__EXERCISE GOAL__
Please change "Marked points" to "Pinned points" in the records starting with the line containing "the dark wall" and going on through the end of the records, and give those lines again with everything else unchanged.
+++ ENTRIES +++
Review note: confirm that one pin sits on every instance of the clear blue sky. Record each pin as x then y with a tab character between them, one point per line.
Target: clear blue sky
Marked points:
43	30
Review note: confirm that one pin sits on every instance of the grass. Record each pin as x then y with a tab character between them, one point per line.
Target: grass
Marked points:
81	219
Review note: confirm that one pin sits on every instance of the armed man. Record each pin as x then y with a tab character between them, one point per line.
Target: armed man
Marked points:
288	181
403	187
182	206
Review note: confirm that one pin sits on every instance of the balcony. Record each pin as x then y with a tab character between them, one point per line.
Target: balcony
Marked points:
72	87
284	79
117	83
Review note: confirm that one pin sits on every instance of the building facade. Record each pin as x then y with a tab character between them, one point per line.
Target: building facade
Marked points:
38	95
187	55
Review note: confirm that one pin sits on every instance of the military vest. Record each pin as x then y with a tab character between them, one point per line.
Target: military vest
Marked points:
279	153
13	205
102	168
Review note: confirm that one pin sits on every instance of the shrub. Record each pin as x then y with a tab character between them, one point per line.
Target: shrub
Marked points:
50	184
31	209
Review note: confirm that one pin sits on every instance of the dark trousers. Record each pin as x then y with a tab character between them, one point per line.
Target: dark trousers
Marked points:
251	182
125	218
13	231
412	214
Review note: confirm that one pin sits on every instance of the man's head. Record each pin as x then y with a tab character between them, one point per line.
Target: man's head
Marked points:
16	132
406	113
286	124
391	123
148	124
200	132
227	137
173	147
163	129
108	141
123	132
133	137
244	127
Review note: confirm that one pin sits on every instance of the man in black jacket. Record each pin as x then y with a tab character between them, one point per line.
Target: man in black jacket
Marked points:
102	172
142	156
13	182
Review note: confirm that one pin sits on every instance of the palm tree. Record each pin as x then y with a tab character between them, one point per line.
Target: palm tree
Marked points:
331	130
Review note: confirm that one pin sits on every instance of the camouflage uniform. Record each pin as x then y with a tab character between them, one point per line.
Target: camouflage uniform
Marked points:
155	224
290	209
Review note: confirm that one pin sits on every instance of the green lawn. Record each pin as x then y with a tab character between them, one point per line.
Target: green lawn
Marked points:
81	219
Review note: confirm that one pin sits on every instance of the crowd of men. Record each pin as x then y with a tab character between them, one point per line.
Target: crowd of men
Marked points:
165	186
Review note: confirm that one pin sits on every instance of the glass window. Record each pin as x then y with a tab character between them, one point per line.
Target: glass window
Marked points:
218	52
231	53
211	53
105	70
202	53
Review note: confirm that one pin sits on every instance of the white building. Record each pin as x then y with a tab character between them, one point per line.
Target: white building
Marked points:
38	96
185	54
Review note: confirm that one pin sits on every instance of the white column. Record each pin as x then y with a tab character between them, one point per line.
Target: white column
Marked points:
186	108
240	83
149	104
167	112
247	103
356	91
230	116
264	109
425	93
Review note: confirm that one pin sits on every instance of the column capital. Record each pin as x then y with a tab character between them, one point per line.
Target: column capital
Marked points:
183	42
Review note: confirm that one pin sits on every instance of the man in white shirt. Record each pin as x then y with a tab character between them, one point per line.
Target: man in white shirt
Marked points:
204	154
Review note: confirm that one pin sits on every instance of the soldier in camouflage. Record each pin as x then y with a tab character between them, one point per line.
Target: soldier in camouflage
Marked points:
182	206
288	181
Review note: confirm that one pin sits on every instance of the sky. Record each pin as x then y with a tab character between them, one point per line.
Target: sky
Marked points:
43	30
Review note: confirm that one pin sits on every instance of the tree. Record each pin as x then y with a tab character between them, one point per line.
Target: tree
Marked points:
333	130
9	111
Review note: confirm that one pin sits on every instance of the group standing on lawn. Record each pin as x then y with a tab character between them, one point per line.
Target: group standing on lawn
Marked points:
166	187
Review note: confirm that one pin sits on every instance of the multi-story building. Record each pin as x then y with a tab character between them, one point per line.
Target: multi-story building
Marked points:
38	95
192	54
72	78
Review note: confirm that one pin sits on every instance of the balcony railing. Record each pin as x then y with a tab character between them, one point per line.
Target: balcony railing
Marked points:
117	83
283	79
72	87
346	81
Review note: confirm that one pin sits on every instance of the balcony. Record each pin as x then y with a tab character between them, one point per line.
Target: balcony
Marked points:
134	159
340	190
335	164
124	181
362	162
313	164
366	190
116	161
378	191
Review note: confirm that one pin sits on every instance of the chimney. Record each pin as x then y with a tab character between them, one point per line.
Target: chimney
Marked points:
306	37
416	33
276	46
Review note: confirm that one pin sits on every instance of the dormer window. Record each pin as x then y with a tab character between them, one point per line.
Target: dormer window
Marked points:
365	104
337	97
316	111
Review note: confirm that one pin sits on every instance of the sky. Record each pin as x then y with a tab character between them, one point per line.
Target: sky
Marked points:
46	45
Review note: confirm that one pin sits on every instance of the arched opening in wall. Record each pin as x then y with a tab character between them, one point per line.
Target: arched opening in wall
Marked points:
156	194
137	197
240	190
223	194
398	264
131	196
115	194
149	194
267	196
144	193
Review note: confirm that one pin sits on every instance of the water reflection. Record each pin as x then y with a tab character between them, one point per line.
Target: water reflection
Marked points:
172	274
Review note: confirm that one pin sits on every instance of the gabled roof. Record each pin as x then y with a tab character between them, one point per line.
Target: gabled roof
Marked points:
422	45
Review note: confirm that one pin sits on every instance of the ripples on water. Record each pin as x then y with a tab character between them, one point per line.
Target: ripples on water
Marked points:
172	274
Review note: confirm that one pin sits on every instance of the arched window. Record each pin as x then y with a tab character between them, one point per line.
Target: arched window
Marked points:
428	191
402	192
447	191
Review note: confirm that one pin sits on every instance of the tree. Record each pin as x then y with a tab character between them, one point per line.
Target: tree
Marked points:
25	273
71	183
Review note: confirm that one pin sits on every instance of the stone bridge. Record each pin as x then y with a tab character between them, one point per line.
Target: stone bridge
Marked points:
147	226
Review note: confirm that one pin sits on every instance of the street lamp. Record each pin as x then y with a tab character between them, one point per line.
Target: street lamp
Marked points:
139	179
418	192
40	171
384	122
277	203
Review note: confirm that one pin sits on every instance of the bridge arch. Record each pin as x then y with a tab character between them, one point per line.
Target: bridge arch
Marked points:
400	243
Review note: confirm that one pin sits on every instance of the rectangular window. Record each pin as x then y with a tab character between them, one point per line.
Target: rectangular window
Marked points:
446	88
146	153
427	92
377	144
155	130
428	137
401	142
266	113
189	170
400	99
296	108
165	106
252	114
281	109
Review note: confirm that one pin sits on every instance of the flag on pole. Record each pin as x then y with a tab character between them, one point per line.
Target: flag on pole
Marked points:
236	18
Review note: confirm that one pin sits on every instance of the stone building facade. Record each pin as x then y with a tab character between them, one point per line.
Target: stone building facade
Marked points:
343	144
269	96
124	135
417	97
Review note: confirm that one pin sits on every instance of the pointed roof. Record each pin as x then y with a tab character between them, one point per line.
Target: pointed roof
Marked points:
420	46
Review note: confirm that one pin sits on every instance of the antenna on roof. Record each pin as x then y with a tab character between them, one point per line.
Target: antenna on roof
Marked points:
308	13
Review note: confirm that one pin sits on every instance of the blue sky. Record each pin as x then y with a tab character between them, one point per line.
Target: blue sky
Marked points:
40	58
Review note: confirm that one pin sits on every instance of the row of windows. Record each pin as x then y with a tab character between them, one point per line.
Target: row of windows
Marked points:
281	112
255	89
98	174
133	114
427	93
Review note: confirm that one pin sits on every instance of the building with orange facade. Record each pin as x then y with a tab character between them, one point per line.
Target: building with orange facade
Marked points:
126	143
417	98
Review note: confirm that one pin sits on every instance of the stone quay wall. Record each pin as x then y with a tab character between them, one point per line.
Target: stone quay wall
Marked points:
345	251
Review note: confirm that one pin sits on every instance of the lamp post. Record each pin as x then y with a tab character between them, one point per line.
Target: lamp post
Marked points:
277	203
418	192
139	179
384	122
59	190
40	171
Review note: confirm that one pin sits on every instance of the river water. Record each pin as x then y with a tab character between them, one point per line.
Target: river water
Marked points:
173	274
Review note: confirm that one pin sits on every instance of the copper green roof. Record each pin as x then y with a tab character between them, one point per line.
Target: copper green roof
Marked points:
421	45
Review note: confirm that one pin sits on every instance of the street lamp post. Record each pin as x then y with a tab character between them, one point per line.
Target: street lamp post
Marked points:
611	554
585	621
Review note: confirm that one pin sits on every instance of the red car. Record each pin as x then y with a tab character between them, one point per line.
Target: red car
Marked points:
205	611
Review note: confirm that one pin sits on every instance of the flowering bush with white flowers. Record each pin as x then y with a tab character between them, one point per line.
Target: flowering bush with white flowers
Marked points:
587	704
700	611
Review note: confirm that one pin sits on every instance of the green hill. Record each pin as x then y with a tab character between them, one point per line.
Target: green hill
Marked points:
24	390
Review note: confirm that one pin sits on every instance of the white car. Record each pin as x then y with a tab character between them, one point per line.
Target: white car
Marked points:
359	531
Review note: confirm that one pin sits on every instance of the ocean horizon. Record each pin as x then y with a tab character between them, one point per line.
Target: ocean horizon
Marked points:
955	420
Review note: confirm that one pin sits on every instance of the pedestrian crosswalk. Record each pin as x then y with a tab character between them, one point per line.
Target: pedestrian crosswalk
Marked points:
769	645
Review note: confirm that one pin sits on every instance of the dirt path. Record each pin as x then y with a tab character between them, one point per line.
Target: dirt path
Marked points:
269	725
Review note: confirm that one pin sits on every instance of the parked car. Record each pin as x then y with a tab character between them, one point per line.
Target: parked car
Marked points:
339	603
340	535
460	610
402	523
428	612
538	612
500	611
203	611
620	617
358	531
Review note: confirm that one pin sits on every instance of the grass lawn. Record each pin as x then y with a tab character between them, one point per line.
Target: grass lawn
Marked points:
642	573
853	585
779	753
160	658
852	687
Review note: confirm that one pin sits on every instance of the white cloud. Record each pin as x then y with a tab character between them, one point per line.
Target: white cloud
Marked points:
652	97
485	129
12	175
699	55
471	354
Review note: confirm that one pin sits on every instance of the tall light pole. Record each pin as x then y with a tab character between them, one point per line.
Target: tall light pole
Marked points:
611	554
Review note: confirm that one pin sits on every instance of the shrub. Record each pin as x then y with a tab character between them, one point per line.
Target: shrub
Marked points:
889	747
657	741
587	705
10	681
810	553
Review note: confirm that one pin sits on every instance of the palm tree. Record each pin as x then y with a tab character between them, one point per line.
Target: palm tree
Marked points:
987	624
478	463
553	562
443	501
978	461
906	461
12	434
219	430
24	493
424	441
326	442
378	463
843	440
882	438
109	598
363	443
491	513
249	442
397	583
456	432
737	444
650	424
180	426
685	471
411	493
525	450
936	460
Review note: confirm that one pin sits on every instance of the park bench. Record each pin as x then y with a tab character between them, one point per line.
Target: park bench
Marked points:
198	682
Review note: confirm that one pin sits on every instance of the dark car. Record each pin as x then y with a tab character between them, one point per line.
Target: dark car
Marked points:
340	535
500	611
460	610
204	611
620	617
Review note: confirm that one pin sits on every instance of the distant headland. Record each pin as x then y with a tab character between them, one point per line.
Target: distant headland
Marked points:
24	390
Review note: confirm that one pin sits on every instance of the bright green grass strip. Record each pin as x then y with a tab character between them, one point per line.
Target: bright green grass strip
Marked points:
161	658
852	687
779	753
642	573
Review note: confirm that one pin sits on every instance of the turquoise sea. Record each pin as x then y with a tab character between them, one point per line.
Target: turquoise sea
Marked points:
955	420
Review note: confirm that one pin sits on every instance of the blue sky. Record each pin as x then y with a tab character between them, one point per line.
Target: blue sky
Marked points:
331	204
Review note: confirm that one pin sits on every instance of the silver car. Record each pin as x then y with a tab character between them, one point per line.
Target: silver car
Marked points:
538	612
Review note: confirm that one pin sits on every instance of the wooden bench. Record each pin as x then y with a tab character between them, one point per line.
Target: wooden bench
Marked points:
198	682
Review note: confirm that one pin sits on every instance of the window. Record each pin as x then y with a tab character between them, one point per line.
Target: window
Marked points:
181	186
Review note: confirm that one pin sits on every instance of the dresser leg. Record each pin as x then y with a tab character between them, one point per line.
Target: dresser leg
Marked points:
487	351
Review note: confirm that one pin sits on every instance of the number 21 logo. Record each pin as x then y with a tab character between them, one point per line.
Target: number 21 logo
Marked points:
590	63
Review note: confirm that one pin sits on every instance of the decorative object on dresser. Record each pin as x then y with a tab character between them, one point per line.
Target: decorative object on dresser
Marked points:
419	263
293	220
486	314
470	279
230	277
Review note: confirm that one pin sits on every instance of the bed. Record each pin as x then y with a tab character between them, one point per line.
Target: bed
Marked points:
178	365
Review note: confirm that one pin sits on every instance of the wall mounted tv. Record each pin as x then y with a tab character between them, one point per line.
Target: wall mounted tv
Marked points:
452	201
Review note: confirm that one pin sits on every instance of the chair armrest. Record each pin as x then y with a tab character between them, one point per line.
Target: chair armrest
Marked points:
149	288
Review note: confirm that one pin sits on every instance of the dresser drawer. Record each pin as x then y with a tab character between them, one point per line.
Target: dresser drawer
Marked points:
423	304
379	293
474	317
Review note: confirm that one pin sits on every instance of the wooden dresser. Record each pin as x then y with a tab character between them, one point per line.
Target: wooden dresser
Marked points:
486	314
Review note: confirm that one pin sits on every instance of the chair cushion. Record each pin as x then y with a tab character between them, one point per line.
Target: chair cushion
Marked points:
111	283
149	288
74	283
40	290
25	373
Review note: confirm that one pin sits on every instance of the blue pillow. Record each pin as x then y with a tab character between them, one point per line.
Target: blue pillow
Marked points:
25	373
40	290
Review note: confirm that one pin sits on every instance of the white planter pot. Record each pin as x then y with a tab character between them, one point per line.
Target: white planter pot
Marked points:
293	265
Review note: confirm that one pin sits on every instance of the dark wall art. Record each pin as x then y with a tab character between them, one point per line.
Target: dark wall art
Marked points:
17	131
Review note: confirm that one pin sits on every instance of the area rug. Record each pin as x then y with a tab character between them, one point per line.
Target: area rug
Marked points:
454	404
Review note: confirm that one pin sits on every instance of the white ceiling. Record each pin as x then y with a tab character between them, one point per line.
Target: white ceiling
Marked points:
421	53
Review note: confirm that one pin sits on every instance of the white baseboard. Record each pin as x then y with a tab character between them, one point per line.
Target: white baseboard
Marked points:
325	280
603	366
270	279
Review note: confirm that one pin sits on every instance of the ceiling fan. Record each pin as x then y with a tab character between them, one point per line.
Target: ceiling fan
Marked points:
+++
__TASK RESPONSE__
Review note: confirm that one pin sits on every instance of the dark wall art. Record each pin as x then y with a tab character between them, one point per line.
Target: dark wall art
Pinned points:
17	131
Review note: confirm that one pin sits on every instance of the area rug. Record each pin as x then y with a tab character between them, one point per line.
Target: area rug
Pinned points:
454	404
Review note: confirm that one pin sits on every instance of the white ceiling. Record each pin as x then y with a tab character between them, one point per line.
Target: white ceiling
Pinned points:
421	53
Review note: confirm that one pin sits on every instance of the white baseboard. Record each pin as x then y with a tab character between them, one point per line.
Target: white baseboard
Pinned points:
325	280
603	366
270	279
Review note: confirm that one pin sits on every instance of the ceiling fan. Record each pin as x then y with a tab character between them, one point per line.
Target: ceiling fan
Pinned points:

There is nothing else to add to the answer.